++++ Excerpted passage ++++

I'll try to generate some leads with the EXPLAIN command.

The fast query

mysql>
	EXPLAIN SELECT song.title, artist.name
	FROM song
	JOIN artist USING (artist_id)
	LIMIT 5;

+----+--------+-------------------+---------+------+----------+-------------+
| id | table  | possible_keys     | key     | rows | filtered | Extra       |
+----+----------------------------+---------+------+----------+-------------+
| 1  | song   | PRIMARY,artist_id | PRIMARY | 304  | 100.0    | Using where |
| 1  | artist | PRIMARY           | PRIMARY | 1    | 100.0    | <null>      |
+----+--------+-------------------+---------+------+----------+-------------+

The slow query

mysql>
	EXPLAIN SELECT song.title, artist_v2.name
	FROM song
	JOIN artist_v2 USING (artist_id)
	LIMIT 5;

+----+-----------+---------------+-----------+--------+----------+-----------------------+
| id | table     | possible_keys | key       | rows   | filtered | Extra                 |
+----+---------------------------+-----------+--------+----------+-----------------------+
| 1  | song      | artist_id     | artist_id | 1      | 100.0    | Using index condition |
| 1  | artist_v2 | <null>        | <null>    | 198353 | 100.0    | <null>                |
+----+-----------+---------------+-----------+--------+----------+-----------------------+

The results of EXPLAIN are different, which is great since the query plan is actually different. Now, to try to identify why the query plan is different in the first place.

Findings:

When querying artist, only about 304 rows need to be scanned
When querying artist_v2, about 200,000 rows need to be scanned
The query engine doesn't identify any usable keys in artist_v2

That massive number of rows to be scanned explains why the second query takes so long. However, it doesn’t explain why MySQL needs to scan so many rows in the first place. It should be using the index just as it does in the first query.

Why is the second query scanning all the rows of artist_v2 instead of using the index?

Following leads

We know the join executes as expected with artist, but it has a problem with artist_v2. That indicates that the problem is likely independent of song itself, and we should focus on the differences between artist and artist_v2.

++++ Entries ++++

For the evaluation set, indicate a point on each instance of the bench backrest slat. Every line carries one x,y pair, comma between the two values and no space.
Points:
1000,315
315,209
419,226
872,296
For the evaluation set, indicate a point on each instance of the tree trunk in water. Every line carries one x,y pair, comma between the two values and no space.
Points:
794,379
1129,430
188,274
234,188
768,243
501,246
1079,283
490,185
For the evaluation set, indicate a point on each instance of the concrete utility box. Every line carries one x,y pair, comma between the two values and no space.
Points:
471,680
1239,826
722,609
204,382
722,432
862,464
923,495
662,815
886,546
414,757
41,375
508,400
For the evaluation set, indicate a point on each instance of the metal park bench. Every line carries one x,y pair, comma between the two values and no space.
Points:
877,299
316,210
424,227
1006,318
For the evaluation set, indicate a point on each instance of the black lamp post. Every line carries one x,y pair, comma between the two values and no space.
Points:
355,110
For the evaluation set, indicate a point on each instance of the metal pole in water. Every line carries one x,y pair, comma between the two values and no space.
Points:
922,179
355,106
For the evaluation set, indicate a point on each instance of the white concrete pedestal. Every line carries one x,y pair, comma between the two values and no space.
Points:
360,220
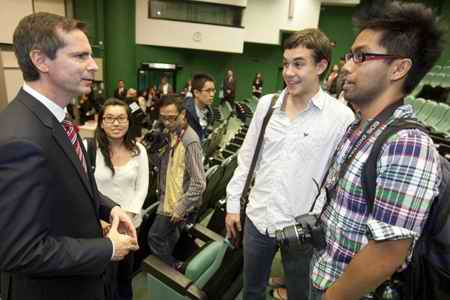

++++

Please state what the query engine fails to identify in artist_v2, according to the findings in the excerpt on the slow MySQL join. The entries have no connection to the excerpt on the slow MySQL join.

It doesn't identify any usable keys in artist_v2.